### À faire:
Recopiez le document ci-dessous en entier, mot pour mot, sans rien y changer.
----- Document -----
A chaque rue qui croise le Strip, dorénavant il faut emprunter un système de passerelles surélevées. Vous ne franchissez plus la route. Je passe ainsi au-dessus de Spring Mountain Road, et là ça y’est, plus de doute possible, je suis dans le Strip. Au pied de l’hôtel-casino Treasure Island, rien de moins qu’un immense plan d’eau, où se déroule une comédie musicale. Les comédiens prenant place sur deux immenses bateaux de pirates, pour un spectacle démesuré, où se mêle flammes, canons et chants.
Tout cela gratuitement, vous n’avez qu’à vous trouver une place sur le trottoir parmi la centaine de curieux qui admirent le show. Le spectacle est très cliché et ne m’intéresse pas vraiment, pour autant il suffit à me mettre de bonne humeur, et à ne pas regretter d’avoir décidé de sortir.
Je continue mon chemin, à la lumière des éclairages des casinos, ainsi que de leurs écrans XXL.
----- Données affichées -----
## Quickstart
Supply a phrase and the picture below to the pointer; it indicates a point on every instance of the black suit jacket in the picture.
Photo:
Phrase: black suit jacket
-----
### Réponse:
A chaque rue qui croise le Strip, dorénavant il faut emprunter un système de passerelles surélevées. Vous ne franchissez plus la route. Je passe ainsi au-dessus de Spring Mountain Road, et là ça y’est, plus de doute possible, je suis dans le Strip. Au pied de l’hôtel-casino Treasure Island, rien de moins qu’un immense plan d’eau, où se déroule une comédie musicale. Les comédiens prenant place sur deux immenses bateaux de pirates, pour un spectacle démesuré, où se mêle flammes, canons et chants.
Tout cela gratuitement, vous n’avez qu’à vous trouver une place sur le trottoir parmi la centaine de curieux qui admirent le show. Le spectacle est très cliché et ne m’intéresse pas vraiment, pour autant il suffit à me mettre de bonne humeur, et à ne pas regretter d’avoir décidé de sortir.
Je continue mon chemin, à la lumière des éclairages des casinos, ainsi que de leurs écrans XXL.